## What the task asks
Please reproduce all of the lines below word for word, changing nothing.

## Given records
☆ ☆ ☆ ☆ ☆ ☆ ☆
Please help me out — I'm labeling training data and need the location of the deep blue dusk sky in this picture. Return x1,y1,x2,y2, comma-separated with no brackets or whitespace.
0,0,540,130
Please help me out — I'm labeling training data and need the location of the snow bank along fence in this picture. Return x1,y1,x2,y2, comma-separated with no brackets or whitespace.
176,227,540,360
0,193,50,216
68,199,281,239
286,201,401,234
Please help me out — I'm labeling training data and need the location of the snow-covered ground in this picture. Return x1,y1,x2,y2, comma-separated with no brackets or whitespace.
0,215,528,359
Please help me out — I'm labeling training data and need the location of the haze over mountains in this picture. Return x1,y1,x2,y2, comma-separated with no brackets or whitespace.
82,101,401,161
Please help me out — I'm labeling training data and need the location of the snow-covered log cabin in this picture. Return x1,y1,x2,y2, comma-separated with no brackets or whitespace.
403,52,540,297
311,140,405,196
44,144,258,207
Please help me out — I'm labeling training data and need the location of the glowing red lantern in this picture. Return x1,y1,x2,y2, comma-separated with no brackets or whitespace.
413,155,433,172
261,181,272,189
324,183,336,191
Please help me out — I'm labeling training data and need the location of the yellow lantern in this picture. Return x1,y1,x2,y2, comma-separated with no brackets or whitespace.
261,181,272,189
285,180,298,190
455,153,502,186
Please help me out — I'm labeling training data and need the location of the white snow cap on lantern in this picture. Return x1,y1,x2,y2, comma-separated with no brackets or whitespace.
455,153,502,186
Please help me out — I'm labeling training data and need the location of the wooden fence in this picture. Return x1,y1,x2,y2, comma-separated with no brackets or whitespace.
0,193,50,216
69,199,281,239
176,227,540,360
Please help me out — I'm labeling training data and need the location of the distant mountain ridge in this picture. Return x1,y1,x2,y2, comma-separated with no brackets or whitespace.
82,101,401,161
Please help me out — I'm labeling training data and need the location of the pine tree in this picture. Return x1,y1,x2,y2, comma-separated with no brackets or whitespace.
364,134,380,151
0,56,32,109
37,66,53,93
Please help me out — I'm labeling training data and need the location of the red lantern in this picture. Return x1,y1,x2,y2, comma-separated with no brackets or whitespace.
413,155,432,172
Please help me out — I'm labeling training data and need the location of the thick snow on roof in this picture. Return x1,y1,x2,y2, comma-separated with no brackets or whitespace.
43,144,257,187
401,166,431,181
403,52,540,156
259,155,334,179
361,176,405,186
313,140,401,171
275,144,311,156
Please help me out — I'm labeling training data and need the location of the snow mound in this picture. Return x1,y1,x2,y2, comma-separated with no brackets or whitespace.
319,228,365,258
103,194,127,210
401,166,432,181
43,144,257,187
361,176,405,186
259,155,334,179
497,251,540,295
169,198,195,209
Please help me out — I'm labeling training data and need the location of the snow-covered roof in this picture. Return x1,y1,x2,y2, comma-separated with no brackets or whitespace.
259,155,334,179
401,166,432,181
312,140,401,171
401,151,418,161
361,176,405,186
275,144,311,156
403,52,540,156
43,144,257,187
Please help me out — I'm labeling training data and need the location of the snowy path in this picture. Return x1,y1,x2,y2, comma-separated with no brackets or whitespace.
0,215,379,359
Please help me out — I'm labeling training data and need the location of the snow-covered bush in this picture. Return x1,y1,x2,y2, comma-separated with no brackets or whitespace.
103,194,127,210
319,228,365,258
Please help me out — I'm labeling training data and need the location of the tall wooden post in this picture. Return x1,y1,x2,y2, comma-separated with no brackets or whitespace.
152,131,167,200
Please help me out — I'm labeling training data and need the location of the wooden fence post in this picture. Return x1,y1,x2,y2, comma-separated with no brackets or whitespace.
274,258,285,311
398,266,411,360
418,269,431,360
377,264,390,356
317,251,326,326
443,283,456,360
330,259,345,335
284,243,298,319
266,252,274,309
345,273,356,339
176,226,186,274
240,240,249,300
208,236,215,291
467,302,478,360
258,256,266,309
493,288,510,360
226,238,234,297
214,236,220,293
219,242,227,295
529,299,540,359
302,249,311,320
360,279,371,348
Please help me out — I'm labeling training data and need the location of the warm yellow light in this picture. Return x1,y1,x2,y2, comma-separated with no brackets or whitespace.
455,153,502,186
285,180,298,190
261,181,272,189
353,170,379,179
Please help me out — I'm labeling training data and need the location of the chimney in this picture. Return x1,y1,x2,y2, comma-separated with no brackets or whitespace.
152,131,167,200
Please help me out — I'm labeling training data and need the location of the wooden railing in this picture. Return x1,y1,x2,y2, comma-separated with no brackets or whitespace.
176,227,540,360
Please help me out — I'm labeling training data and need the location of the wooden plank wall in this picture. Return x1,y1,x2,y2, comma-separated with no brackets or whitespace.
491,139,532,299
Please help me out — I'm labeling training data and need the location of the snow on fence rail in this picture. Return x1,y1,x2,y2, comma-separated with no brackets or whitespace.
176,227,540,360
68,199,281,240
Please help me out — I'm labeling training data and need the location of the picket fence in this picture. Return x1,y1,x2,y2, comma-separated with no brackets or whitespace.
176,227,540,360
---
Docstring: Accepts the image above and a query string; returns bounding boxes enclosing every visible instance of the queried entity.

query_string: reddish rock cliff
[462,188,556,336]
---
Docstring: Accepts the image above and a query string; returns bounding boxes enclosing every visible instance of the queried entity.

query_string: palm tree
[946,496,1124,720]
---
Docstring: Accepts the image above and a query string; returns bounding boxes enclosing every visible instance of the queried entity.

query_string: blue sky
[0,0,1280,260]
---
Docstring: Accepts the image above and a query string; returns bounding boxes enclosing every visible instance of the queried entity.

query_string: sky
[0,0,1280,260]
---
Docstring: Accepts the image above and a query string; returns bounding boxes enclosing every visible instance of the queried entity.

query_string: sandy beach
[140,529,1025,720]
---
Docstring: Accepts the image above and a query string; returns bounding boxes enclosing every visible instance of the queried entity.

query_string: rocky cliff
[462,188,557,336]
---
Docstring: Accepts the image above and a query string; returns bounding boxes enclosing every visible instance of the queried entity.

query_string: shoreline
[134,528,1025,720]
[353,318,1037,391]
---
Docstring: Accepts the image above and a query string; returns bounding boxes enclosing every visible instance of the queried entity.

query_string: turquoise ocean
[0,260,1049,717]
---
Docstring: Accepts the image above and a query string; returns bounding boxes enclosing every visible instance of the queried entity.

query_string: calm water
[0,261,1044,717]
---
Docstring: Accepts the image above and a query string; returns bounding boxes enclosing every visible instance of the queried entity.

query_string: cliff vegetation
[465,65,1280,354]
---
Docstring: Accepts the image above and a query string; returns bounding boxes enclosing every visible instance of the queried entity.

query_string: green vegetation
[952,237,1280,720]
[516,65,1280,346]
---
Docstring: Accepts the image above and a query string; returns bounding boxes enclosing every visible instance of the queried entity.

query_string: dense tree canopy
☆ ☆ ☆ ☆ ☆ ☆ ☆
## Written response
Please help me out — I'm labeling training data and need the location of the deep blue dusk sky in this picture. Return x1,y1,x2,y2, comma-separated with no brackets or whitespace.
0,0,540,130
Please help me out — I'm labeling training data and need the location of the snow bank along fence in this picture. Return x1,y1,x2,y2, comma-separated with no brackets or whitespace.
176,227,540,360
0,193,50,216
68,199,281,239
286,201,401,234
Please help me out — I'm labeling training data and need the location of the snow-covered ground in this picture. Return x1,y1,x2,y2, comma-separated with no brackets or whitespace.
0,215,528,359
Please help me out — I'm labeling training data and need the location of the haze over mountains in this picture. Return x1,y1,x2,y2, comma-separated with no brackets or whitespace.
82,101,401,161
Please help me out — I'm labeling training data and need the location of the snow-covered log cabin in this picture. Return x1,y1,x2,y2, comma-separated with no brackets or whitespace.
403,52,540,297
311,140,405,196
44,144,258,207
Please help me out — I'm labeling training data and need the location of the glowing red lantern in this picture. Return x1,y1,x2,y2, comma-separated with no brackets or whitespace.
413,155,433,172
261,181,272,189
324,183,336,191
Please help me out — I'm labeling training data and need the location of the yellow lantern in this picture. Return x1,y1,x2,y2, comma-separated with no brackets or whitespace.
261,181,272,189
285,180,298,190
455,153,502,186
Please help me out — I'm labeling training data and need the location of the white snow cap on lantern in this picture. Return x1,y1,x2,y2, comma-separated with no brackets or whitespace.
455,153,502,186
Please help me out — I'm labeling training data and need the location of the wooden fence in this picture. Return x1,y1,x2,y2, comma-separated with no brackets or whitespace.
0,193,50,216
69,199,281,239
176,227,540,360
Please help me out — I'm labeling training data and need the location of the distant mountain ridge in this picture. Return x1,y1,x2,y2, comma-separated with no brackets or whitespace.
82,101,401,161
Please help me out — I'm labeling training data and need the location of the pine tree in this picture. Return x1,y1,x2,y2, comma-separated with no brackets or whitespace.
364,134,380,151
0,56,32,109
37,66,53,93
Please help me out — I'm labeling training data and need the location of the red lantern in this picture. Return x1,y1,x2,y2, comma-separated with no brackets or whitespace.
413,155,432,172
Please help me out — I'm labeling training data and need the location of the thick snow on roof in this picture. Return x1,y1,x2,y2, comma-separated with no brackets or whitespace.
43,144,257,187
401,166,431,181
403,52,540,156
259,155,334,179
361,176,405,186
313,140,401,171
275,144,311,156
Please help me out — I'm labeling training data and need the location of the snow mound in this picture. Return x1,y1,x2,y2, comma-separated with no brackets or whitespace.
319,228,365,258
103,194,127,210
401,166,432,181
43,144,257,187
361,176,405,186
259,155,334,179
497,251,540,295
169,198,195,209
Please help me out — I'm labeling training data and need the location of the snow-covered roof in this picture. Return x1,y1,x2,y2, comma-separated with no brackets or whitespace.
259,155,334,179
401,166,432,181
312,140,401,171
401,151,418,161
361,176,405,186
275,144,311,156
403,52,540,156
43,144,257,187
Please help me out — I'm labeling training data and need the location of the snowy path in this picture. Return x1,y1,x2,y2, comma-separated with no brackets or whitespace.
0,215,379,359
Please help me out — I'm labeling training data and need the location of the snow-covered bush in this picture. Return x1,y1,x2,y2, comma-separated with no brackets or whitespace.
103,194,127,210
319,228,365,258
Please help me out — I'm labeling training data and need the location of the tall wooden post in this picture. Return x1,y1,x2,y2, comma-separated with no brackets or whitespace.
152,131,167,200
Please help me out — I'm labeling training data and need the location of the wooden fence post in this picture. Return x1,y1,x2,y2, comma-separated with no brackets or whitespace.
274,258,285,311
398,266,411,360
418,269,431,360
377,264,390,356
317,251,326,326
443,283,456,360
330,259,345,335
284,243,298,319
266,252,274,309
345,273,356,339
176,226,186,274
240,240,249,300
208,236,215,291
467,302,478,360
258,256,266,309
493,288,510,360
226,238,234,297
214,236,220,293
219,242,227,295
529,299,540,359
302,249,311,320
360,279,371,348
Please help me out — I'm labeling training data and need the location of the warm yellow light in this picture. Return x1,y1,x2,y2, comma-separated with no brackets or whitespace.
455,153,502,186
285,180,298,190
261,181,272,189
353,170,379,179
Please help me out — I'm labeling training data and need the location of the chimney in this picture. Return x1,y1,x2,y2, comma-separated with no brackets or whitespace.
152,131,167,200
Please help me out — I'm labeling training data and need the location of the wooden railing in this picture. Return x1,y1,x2,y2, comma-separated with no brackets or whitespace.
176,227,540,360
Please help me out — I'm labeling training data and need the location of the wooden plank wall in this picture. Return x1,y1,x2,y2, comma-separated with no brackets or whitespace.
491,139,532,299
Please help me out — I'm labeling training data and need the location of the snow on fence rail in this picture. Return x1,y1,x2,y2, comma-separated with no brackets or whitespace.
176,227,540,360
68,199,281,240
Please help me out — I'm labeling training data and need the location of the picket fence in this picture. Return x1,y1,x2,y2, comma-separated with no brackets or whitespace.
176,227,540,360
---
Docstring: Accepts the image above and a query string; returns bounding boxes enclosing every visible instance of the queried entity.

query_string: reddish rock cliff
[462,188,556,336]
---
Docstring: Accepts the image above and a query string; returns bounding boxes enclosing every visible instance of the queried entity.

query_string: palm tree
[946,496,1124,720]
---
Docstring: Accepts the image above and a query string; returns bounding boxes enclosing every visible instance of the queried entity.

query_string: blue sky
[0,0,1280,260]
---
Docstring: Accepts the image above and a query string; returns bounding boxes enclosing every visible instance of the queried entity.

query_string: sky
[0,0,1280,260]
---
Docstring: Accepts the image above and a query string; returns bounding boxes enclosing every visible instance of the queried entity.

query_string: sandy beach
[140,529,1025,720]
---
Docstring: Accepts the image above and a query string; returns bounding boxes enclosing every visible instance of the queried entity.

query_string: rocky cliff
[462,188,557,336]
---
Docstring: Accepts the image above and a query string; returns bounding boxes enclosing every visible instance of the queried entity.

query_string: shoreline
[134,528,1025,720]
[353,318,1037,391]
---
Docstring: Accepts the image above and a query string; returns bounding boxes enclosing every visible instance of the queried entity.

query_string: turquoise ocean
[0,260,1049,717]
---
Docstring: Accepts the image above and a query string; returns bounding boxes enclosing every visible instance of the queried entity.

query_string: calm water
[0,261,1044,717]
---
Docstring: Accepts the image above and a query string; returns bounding boxes enclosing every visible instance of the queried entity.

query_string: cliff vegetation
[465,65,1280,354]
---
Docstring: Accepts the image above and a query string; returns bounding boxes enclosing every visible instance of the queried entity.

query_string: green vegetation
[952,237,1280,720]
[516,65,1280,346]
---
Docstring: Accepts the image above and a query string; returns bounding boxes enclosing every visible instance of the queried entity.

query_string: dense tree canopy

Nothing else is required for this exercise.